Página:
╭──

As averbações premonitórias e as citações de ações reais ou pessoais reipersecutórias relativas a imóveis são ferramentas processuais de grande valia porquanto dão publicidade da lide judicial afastando possível boa-fé de adquirentes ou terceiros que receberam o imóvel em garantia.

O objetivo da averbação premonitória na matrícula do imóvel é dar publicidade do feito executório de forma que se presuma fraude à execução qualquer alienação ou oneração de bens realizadas após essa inscrição. O reconhecimento da fraude à execução não desfaz a alienação, mas promove a ineficácia desta em relação àquele que promoveu a publicidade registral da execução.

A lei 11.383/2006 inseriu o artigo 615-A no Código de Processo Civil (CPC) que apregoa que o exequente poderá, no ato da distribuição, obter certidão comprobatória do ajuizamento da execução para fins de averbação no registro de imóveis, registro de veículos ou registro de outros bens sujeitos à penhora ou arresto.

A averbação premonitória poderá incidir em qualquer bem passível de execução, todavia, importante que o interessado seja claro sobre quais bens deverão ser inscritos tendo em vista que a averbação indevida dá direito a perdas e danos à parte contrária nos termos do §4º do artigo 615-A do CPC. Ademais, também é preciso informar na certidão os dados do processo como natureza da execução, número, comarca e vara para que aquele que tiver interesse na aquisição do imóvel possa obter informações sobre o feito.

Por conseguinte, o exequente terá que comunicar o juízo sobre as averbações efetivadas no prazo de 10 dias da sua concretização nos termos do §1º do art. 615-A do CPC. Insta salientar que o cancelamento da averbação premonitória não é automático sendo imprescindível mandado de ordem específica de baixa para cada averbação.

╰──

Lista de tarefas:
1. Atualize o trecho do texto sobre averbação premonitória começando em "As averbações premonitórias" e indo até "imóvel em garantia.", trocando "ferramentas processuais" por "instrumentos processuais".
2. Diga se cada afirmação concorda com o texto sobre averbação premonitória. Responda sim ou não e cite as palavras do texto que decidem.
(a) O reconhecimento da fraude à execução desfaz a alienação do imóvel.
(b) O exequente deve comunicar o juízo sobre as averbações feitas no prazo de 10 dias.
(c) O cancelamento da averbação premonitória acontece de forma automática.
3. Transforme em lista o parágrafo do texto sobre averbação premonitória que começa com "A averbação premonitória poderá incidir", mantendo os fatos principais.
Os dados a seguir vêm de outra fonte.

Dados listados:
╭──

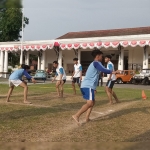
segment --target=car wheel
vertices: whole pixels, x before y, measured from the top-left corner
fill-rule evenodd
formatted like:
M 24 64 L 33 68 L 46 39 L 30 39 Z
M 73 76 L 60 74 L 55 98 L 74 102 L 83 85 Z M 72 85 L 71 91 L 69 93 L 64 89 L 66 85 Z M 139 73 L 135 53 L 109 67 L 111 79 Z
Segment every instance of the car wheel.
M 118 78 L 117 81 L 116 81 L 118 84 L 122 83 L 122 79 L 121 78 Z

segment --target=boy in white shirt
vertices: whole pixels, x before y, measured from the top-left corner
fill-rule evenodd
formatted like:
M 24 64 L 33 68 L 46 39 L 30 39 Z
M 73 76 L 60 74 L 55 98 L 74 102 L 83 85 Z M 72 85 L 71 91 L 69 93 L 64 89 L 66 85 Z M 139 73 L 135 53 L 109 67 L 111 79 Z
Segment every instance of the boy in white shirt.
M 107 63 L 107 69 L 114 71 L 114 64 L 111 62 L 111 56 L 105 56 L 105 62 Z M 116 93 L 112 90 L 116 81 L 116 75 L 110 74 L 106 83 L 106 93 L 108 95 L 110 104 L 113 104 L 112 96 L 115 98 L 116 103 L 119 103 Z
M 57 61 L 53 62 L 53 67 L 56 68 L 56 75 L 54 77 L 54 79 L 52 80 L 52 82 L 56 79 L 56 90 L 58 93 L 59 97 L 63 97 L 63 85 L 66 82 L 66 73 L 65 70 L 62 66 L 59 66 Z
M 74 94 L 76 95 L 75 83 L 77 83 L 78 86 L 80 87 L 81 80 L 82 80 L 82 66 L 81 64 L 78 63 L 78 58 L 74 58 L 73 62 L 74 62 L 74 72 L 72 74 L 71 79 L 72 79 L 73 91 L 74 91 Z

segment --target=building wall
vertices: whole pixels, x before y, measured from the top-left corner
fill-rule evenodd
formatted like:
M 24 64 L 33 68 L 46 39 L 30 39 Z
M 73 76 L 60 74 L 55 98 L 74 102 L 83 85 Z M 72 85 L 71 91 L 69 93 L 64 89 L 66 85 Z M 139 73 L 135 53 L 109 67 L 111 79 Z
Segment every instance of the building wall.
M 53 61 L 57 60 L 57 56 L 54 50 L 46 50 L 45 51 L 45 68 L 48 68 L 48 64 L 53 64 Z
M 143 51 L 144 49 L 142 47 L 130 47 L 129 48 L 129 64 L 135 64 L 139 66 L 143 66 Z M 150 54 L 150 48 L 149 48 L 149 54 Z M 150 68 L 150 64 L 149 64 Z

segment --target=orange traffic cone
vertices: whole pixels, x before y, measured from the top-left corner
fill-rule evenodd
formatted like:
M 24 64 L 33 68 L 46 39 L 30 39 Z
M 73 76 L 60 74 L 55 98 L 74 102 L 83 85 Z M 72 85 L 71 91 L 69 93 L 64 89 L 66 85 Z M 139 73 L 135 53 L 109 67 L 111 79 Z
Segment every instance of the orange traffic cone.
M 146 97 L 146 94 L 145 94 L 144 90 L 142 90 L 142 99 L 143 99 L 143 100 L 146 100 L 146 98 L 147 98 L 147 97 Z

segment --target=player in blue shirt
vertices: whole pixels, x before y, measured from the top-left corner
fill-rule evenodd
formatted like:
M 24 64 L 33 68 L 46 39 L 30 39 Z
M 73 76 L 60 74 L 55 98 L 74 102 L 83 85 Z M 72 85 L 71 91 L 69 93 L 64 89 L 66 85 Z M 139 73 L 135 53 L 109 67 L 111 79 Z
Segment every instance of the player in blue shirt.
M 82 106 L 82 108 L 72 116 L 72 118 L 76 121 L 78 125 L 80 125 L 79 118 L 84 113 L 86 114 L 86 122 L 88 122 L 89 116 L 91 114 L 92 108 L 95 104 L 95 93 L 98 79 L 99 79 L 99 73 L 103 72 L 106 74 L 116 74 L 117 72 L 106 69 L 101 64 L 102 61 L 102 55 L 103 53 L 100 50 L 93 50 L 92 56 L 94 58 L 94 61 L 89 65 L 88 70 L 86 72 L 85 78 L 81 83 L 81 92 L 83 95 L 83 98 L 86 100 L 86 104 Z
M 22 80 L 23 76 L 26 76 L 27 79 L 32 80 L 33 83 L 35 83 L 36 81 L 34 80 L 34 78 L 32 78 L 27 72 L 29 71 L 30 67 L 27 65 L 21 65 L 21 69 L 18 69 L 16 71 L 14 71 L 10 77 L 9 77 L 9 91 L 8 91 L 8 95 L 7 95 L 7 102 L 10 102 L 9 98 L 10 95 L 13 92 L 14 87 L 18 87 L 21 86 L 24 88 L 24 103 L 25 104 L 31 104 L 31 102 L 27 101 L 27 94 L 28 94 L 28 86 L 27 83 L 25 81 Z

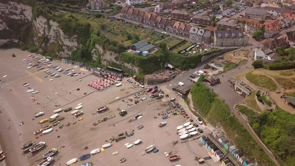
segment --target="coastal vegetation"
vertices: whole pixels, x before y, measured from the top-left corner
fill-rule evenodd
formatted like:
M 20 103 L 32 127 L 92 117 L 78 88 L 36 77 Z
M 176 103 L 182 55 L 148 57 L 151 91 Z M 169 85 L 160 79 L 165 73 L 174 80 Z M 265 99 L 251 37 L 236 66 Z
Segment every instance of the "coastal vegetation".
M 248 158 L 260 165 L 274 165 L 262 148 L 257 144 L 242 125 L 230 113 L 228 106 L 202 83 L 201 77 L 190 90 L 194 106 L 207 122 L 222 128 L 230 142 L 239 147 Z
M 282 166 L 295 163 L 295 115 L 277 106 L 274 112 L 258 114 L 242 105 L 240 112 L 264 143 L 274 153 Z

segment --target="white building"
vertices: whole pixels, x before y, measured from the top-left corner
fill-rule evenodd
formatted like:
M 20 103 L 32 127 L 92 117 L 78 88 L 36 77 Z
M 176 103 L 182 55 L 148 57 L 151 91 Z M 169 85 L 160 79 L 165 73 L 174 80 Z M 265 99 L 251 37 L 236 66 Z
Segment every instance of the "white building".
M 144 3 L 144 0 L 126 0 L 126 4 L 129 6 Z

╰──

Respostas às tarefas:
1.
As averbações premonitórias e as citações de ações reais ou pessoais reipersecutórias relativas a imóveis são instrumentos processuais de grande valia porquanto dão publicidade da lide judicial afastando possível boa-fé de adquirentes ou terceiros que receberam o imóvel em garantia.

2.
(a) Não: "O reconhecimento da fraude à execução não desfaz a alienação".
(b) Sim: "o exequente terá que comunicar o juízo sobre as averbações efetivadas no prazo de 10 dias da sua concretização".
(c) Não: "o cancelamento da averbação premonitória não é automático".

3.
- A averbação premonitória pode recair sobre qualquer bem que possa ser executado.
- O interessado precisa deixar claro quais bens devem ser inscritos.
- A averbação indevida dá à parte contrária direito a perdas e danos (§4º do artigo 615-A do CPC).
- A certidão deve trazer os dados do processo: natureza da execução, número, comarca e vara.
- Esses dados permitem que quem tenha interesse em comprar o imóvel obtenha informações sobre o processo.